Página:

O Brasil é um dos 31 países do mundo onde o voto é compulsório – imposição que hoje vai contra o desejo da maioria dos brasileiros.
Não faz nem dez anos que a paulistana Bianca Fraga caminhava pelas ruas
arborizadas do principal campus da Universidade de São Paulo (USP),
onde cursou linguística, e defendia sua visão de mundo em rodas
politizadas de amigos.
Ocupou a reitoria em protesto por mais de uma vez enquanto estudante.
Em junho do ano passado, engrossou a multidão de manifestantes que tomou
as ruas da capital paulista, em coro pelas mais diversas
reivindicações. Ela quer ser ouvida – mas não nas urnas.
Nas próximas eleições presidencias, em outubro, pretende votar em
branco. Se a legislação não a obrigasse, Bianca nem sequer compareceria a
uma central de votação. “Nenhum dos candidatos me representa”, afirma.
“O voto seria mais legítimo se tivéssemos liberdade para escolher se
queremos ou não entregá-lo a alguém.” A paulistana Bianca Fraga. Ela afirma que, se não fosse obrigada, não iria às urnas (Foto: Camila Fontana/ÉPOCA)...
Assim como Bianca, nunca tantos brasileiros se disseram contrários à
obrigação de ir às urnas, imposição prevista no Artigo 14 da
Constituição. Segundo uma pesquisa do instituto Datafolha, divulgada na
semana passada, 61% dos entrevistados discordam da regra. É uma rejeição
inédita desde que a pergunta começou a ser feita, em 1994. Não é só
isso. Segundo o levantamento, 57% dos eleitores, tal qual Bianca, não
votariam nas próximas eleições presidenciais se não fossem obrigados –
outro recorde. Grande parte dos descontentes são brasileiros com ensino
superior (71%) e renda familiar mensal acima de dez salários mínimos
(68%).
Gente que integra a classe média tradicional brasileira, mais
instruída. “A insatisfação reflete o descrédito da política, de um modo
geral, e do Congresso, em particular”, afirma o cientista político
Bolívar Lamounier, diretor da Augurium Consultoria. A pesquisa apontou
ainda outras razões: a falta de confiança no governo federal (72%) e o
pessimismo com a economia (70%) estão entre as explicações para a recusa
ao voto.
A obrigatoriedade foi implantada com
o Código Eleitoral de 1932. Era um Brasil diferente, de poucos
eleitores. Com a maioria das famílias vivendo em áreas rurais, além de
altíssimas taxas de analfabetismo (os analfabetos eram proibidos de
votar), o eleitorado da época restringia-se a somente 10% da população
adulta. A imposição tentava aplacar o temor de que essa participação
inexpressiva tirasse a legitimidade da eleição. De lá para cá, o
percentual de eleitores cresceu expressivamente no país. Segundo o
Tribunal Superior Eleitoral (TSE), cerca de 70% da população está hoje
apta a votar.

Instruções:
1. Reescreva em forma de lista, de modo mais conciso, o parágrafo do texto sobre o voto obrigatório que se inicia com "A obrigatoriedade foi implantada", preservando seus fatos principais.
2. Reproduza fielmente o trecho do texto sobre o voto obrigatório que começa com as palavras "Ocupou a reitoria" e termina com "não nas urnas.".
3. Relacione todos os percentuais que o texto sobre o voto obrigatório atribui à pesquisa do Datafolha, indicando a que cada um se refere.

Material fornecido:

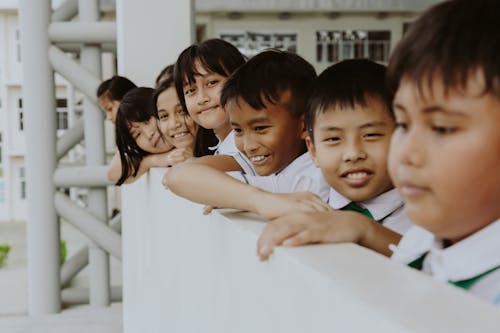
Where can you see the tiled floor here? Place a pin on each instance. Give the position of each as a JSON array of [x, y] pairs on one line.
[[14, 295]]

Gabarito:
1.
- A obrigatoriedade do voto surgiu com o Código Eleitoral de 1932.
- Naquela época, a maioria das famílias vivia em áreas rurais e o analfabetismo era altíssimo. Os analfabetos eram proibidos de votar.
- O eleitorado correspondia a apenas 10% da população adulta.
- A imposição buscava evitar que essa participação inexpressiva tirasse a legitimidade da eleição.
- Desde então, o percentual de eleitores cresceu muito. Segundo o TSE, cerca de 70% da população está hoje apta a votar.

2.
Ocupou a reitoria em protesto por mais de uma vez enquanto estudante.
Em junho do ano passado, engrossou a multidão de manifestantes que tomou
as ruas da capital paulista, em coro pelas mais diversas
reivindicações. Ela quer ser ouvida – mas não nas urnas.

3.
- 61%: entrevistados que discordam da obrigação de votar.
- 57%: eleitores que não votariam nas próximas eleições presidenciais se não fossem obrigados.
- 71%: descontentes com ensino superior.
- 68%: descontentes com renda familiar mensal acima de dez salários mínimos.
- 72%: falta de confiança no governo federal como razão para a recusa ao voto.
- 70%: pessimismo com a economia como razão para a recusa ao voto.